Voilà un moment que le groupe Zone Libre est dans notre viseur. Depuis la sortie en 2009 de L'Angle Mort avec Hamé de La Rumeur et Casey du collectif Anfalsh, nous sommes attentifs aux travaux de Serge Teyssot-Gay et Cyril Bilbeaud. Le temps passant, Zone Libre se transforme, devenant Polyurbaine. On est en 2015, Sergio et Cyril composent alors leur musique pour et avec d'autres voix : celles de Marc Nammour, leader de La Canaille, et du rappeur poète slammeur américain Mike Ladd. Aujourd'hui, en mutation permanente, Zone Libre Polyurbaine devient Kit de Survie. Et de nouveaux potes débarquent dans le projet : Mederic Collignon et ses cuivres, sa voix aussi, Akosh Szelevényi et son sax ténor.
Six artistes, d'horizons divers et variés, agglomérés autour d'une même dynamique : l'exploration. L'idée générale : se découvrir des affinités, revendiquer son appartenance aux périphéries, créer pour résister et s'ouvrir à l'autre malgré l'égémonique esprit d'enfermement qui nimbe actuellement chaque recoin du globe. Ambitieux ? Essentiel, plutôt !
Kit de Survie En Milieu Hostile est un disque qui matérialise, grave dans le marbre de la matière sonore mouvante, une sacré gageure en somme .
Voici donc dix moments de rencontres, celles de six musiciens qui ont décidé de passer à l'action, avec un culot assez bluffant. Marqué par la polyrythmie et l'improvisation musicale et textuelle, ce qui s'apparente à un free-rock noise et brut refuse toute idée de confort, d'arrangements avec la raison.

• _Consignes_:
A. Selon le texte sur Zone Libre, combien de moments de rencontres le disque Kit de Survie En Milieu Hostile réunit-il ?
B. Indiquez si chacune de ces affirmations concorde avec le texte sur Zone Libre, par oui ou par non, en citant les mots du texte qui tranchent. (i) L'Angle Mort est sorti en 2009. (ii) Mike Ladd est le leader de La Canaille. (iii) Akosh Szelevényi joue du saxophone ténor.
C. Poursuivez le texte sur Zone Libre à partir de sa dernière phrase.

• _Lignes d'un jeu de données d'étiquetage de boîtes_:
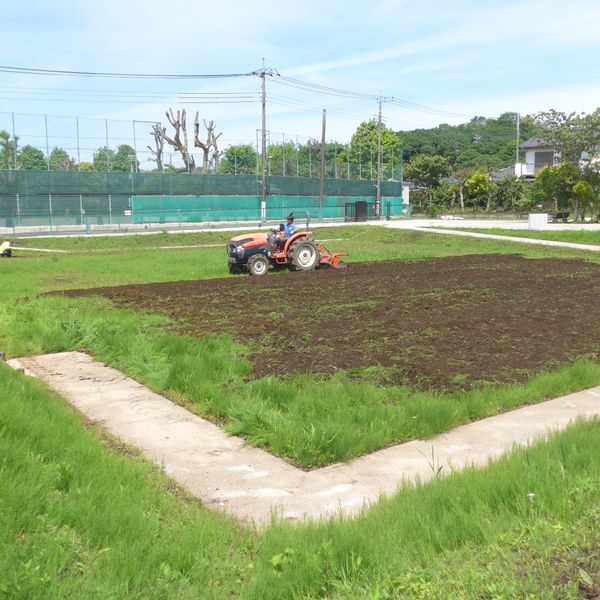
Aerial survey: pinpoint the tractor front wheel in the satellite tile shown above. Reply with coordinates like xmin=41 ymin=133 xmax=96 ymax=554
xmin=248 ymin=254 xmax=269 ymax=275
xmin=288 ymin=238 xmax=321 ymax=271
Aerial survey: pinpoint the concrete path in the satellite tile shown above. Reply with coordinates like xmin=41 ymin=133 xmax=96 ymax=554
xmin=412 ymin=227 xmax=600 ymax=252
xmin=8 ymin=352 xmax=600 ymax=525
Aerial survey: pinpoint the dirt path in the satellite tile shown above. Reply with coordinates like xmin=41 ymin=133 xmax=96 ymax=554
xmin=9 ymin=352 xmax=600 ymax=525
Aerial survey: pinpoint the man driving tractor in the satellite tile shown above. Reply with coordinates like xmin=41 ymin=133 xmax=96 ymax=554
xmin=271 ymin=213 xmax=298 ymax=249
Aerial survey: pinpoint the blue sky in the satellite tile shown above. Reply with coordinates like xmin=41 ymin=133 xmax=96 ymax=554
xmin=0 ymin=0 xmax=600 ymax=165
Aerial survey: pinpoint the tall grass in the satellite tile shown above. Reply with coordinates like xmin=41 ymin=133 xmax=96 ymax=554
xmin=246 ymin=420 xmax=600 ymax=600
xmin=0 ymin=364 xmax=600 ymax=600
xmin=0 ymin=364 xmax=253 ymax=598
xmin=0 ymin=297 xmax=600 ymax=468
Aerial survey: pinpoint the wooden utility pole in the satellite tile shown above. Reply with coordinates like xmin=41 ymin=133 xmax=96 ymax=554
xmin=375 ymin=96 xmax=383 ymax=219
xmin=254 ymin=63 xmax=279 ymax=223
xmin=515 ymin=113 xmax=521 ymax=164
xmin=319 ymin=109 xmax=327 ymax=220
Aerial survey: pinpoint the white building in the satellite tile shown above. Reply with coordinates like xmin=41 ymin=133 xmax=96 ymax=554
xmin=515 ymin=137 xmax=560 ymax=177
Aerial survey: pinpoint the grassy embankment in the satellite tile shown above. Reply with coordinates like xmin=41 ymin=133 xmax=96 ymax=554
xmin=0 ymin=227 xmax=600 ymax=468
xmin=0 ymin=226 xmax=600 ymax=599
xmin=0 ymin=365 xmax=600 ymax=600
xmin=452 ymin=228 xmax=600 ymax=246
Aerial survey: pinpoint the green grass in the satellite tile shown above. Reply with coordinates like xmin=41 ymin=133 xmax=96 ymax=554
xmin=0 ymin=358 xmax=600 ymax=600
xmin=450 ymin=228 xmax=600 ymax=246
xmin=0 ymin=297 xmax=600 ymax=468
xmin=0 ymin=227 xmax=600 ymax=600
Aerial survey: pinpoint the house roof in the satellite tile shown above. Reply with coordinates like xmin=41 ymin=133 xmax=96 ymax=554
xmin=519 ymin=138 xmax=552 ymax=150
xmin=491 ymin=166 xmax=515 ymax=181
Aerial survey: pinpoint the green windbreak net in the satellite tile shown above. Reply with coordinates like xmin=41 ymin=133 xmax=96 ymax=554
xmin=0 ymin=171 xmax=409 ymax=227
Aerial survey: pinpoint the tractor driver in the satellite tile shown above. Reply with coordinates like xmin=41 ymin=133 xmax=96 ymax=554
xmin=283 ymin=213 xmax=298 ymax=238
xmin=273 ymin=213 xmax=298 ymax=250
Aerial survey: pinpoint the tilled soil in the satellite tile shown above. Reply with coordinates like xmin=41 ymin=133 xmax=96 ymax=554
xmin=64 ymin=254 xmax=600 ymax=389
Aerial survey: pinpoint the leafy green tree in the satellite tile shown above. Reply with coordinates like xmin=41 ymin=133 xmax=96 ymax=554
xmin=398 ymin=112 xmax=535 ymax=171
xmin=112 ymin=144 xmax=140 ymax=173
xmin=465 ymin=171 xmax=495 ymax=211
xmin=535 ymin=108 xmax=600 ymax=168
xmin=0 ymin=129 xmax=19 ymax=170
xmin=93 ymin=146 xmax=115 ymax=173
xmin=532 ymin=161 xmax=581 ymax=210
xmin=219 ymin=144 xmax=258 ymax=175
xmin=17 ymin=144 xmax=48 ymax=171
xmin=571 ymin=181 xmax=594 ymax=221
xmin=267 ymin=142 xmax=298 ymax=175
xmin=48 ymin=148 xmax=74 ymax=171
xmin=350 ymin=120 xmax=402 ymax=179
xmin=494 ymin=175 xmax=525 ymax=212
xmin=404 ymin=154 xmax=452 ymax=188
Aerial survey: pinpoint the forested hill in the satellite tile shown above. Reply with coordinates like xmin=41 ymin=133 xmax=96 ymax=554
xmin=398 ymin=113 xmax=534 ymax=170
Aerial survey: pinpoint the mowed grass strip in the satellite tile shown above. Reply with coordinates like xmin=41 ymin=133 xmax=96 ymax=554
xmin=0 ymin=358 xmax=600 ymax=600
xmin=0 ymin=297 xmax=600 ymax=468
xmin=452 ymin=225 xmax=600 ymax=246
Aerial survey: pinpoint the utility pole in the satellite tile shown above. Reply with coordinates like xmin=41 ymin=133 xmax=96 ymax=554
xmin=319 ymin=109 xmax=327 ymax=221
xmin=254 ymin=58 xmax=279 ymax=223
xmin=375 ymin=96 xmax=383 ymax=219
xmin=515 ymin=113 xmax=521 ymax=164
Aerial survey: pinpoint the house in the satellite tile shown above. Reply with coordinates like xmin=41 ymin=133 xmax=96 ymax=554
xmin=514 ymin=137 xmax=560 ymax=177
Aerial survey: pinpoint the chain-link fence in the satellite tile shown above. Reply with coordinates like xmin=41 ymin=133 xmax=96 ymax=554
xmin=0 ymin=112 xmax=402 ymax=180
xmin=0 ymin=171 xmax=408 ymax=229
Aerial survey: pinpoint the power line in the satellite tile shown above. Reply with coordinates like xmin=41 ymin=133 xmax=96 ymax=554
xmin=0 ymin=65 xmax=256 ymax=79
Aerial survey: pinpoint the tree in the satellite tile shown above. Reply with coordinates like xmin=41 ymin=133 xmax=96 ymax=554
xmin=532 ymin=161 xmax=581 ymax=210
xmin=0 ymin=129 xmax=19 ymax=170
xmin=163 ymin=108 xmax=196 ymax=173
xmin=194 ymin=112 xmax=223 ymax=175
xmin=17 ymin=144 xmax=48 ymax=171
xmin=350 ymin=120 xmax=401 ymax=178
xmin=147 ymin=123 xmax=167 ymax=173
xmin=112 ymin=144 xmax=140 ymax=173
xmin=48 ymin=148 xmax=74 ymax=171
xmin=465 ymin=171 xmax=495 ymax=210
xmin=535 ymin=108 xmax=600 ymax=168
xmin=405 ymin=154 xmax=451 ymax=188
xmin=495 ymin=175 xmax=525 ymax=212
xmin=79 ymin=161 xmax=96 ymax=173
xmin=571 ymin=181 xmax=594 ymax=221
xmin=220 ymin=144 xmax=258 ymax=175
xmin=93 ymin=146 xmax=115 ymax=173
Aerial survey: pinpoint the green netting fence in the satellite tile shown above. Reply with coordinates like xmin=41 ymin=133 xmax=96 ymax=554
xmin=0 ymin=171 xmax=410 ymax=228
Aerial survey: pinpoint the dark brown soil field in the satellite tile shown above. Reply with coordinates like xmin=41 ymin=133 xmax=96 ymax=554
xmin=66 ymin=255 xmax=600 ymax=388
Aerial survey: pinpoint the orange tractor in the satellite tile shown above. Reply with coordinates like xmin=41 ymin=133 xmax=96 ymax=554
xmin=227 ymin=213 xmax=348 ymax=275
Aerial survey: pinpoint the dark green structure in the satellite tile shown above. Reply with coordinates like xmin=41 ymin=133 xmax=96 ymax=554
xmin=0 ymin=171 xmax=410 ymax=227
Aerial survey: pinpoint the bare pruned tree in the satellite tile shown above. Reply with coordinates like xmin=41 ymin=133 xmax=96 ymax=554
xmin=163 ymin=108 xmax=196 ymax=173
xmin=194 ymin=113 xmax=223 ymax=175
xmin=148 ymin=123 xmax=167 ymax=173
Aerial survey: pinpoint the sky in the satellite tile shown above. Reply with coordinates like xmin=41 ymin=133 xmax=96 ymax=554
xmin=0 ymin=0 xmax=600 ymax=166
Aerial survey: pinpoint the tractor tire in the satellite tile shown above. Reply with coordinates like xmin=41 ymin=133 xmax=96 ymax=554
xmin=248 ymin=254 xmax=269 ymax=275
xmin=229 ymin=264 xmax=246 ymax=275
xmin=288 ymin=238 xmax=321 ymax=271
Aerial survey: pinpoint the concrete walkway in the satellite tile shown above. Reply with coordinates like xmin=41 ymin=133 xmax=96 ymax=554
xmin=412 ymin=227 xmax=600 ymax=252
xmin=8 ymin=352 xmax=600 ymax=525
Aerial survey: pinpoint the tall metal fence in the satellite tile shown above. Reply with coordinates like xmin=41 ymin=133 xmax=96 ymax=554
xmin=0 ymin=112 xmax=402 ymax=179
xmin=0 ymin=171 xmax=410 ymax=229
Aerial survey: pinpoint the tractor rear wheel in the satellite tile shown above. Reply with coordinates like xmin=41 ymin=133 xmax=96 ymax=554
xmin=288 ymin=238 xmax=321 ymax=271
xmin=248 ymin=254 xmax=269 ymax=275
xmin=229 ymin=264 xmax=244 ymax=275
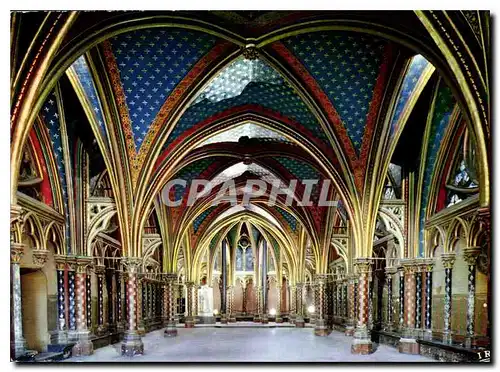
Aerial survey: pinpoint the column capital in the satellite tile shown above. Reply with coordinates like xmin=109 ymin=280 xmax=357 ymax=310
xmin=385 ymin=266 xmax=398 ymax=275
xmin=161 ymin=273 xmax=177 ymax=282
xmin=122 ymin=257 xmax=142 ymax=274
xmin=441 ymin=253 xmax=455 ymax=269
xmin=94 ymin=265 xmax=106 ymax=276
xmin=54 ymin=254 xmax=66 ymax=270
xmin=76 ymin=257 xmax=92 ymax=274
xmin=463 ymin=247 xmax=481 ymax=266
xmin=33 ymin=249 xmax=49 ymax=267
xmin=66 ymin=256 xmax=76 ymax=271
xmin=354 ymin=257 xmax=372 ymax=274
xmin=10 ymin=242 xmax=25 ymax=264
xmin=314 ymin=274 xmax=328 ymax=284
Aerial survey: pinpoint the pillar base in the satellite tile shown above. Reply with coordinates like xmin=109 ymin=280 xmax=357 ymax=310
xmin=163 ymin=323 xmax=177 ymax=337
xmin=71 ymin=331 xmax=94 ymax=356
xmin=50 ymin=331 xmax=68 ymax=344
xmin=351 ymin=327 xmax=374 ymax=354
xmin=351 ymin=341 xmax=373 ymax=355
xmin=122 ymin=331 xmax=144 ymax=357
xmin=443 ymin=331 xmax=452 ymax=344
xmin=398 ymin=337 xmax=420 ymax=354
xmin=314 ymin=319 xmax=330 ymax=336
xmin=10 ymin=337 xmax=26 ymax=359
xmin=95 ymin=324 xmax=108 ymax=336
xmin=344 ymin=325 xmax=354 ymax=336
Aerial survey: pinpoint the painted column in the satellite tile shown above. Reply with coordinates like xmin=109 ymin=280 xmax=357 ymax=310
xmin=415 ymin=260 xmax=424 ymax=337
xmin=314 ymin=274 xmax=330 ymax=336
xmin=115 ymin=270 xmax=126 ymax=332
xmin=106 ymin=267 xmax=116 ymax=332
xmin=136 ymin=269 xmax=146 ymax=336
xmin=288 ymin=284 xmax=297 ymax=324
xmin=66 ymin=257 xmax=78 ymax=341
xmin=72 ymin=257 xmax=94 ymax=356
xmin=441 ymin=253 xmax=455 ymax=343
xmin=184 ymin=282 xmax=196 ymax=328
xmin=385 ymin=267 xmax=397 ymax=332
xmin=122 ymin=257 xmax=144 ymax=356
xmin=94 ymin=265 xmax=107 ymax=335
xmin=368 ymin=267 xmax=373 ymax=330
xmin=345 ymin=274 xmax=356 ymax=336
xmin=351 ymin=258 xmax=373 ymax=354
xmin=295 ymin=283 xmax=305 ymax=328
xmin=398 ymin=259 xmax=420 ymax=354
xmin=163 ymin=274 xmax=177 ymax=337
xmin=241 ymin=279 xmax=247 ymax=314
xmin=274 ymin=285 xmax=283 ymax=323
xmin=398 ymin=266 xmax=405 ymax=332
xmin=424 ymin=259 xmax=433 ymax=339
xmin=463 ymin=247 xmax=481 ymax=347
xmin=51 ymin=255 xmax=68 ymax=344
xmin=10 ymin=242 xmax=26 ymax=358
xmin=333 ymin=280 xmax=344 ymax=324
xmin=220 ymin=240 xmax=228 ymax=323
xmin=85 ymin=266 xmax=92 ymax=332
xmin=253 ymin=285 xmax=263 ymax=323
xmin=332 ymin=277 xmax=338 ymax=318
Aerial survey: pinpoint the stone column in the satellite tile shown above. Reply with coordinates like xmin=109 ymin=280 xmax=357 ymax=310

• _Réponses_:
A. Dix.

B.
(i) Oui : « Depuis la sortie en 2009 de L'Angle Mort ».
(ii) Non : « celles de Marc Nammour, leader de La Canaille, et du rappeur poète slammeur américain Mike Ladd ».
(iii) Oui : « Akosh Szelevényi et son sax ténor ».

C.
"Je viens d'un monde piétiné, un monde tapi de bon marché (...), un monde carpette" scande un Marc Nammour en fusion, droit comme i, survolant la noirceur touffue, dense, étouffante presque, des embardées soniques de ses collègues. Clairement, si la lumière se fait rare, la luxuriance des compos prend vite le pas sur l'austérité programmée, et les morceaux "chantés", slammés, hurlés s'envolent, portés par des mots urgents qui se foutent des filtres et du racolage.
Pourtant, cette tension palpable, la frustration aussi parfois, ne rendent pas fatalement inconfortables ou inhospitaliers chacun de ces titres. A contraire, il émane de cette âpreté, une certaine sensualité, une aura positive envahissante, qui atteint son paroxysme sur l'immense version du morceau Garde Fou. Un titre à l'image du disque. De chair, de larmes, de cris. D'idées noires bousculées, secouées, retournées jusqu'à en faire émerger l'évidence : cette envie de survivre coûte que coûte, tout en sachant Ce Qu'il Faudra Détruire...Ouais, c'est ça...C.Q.F.D. !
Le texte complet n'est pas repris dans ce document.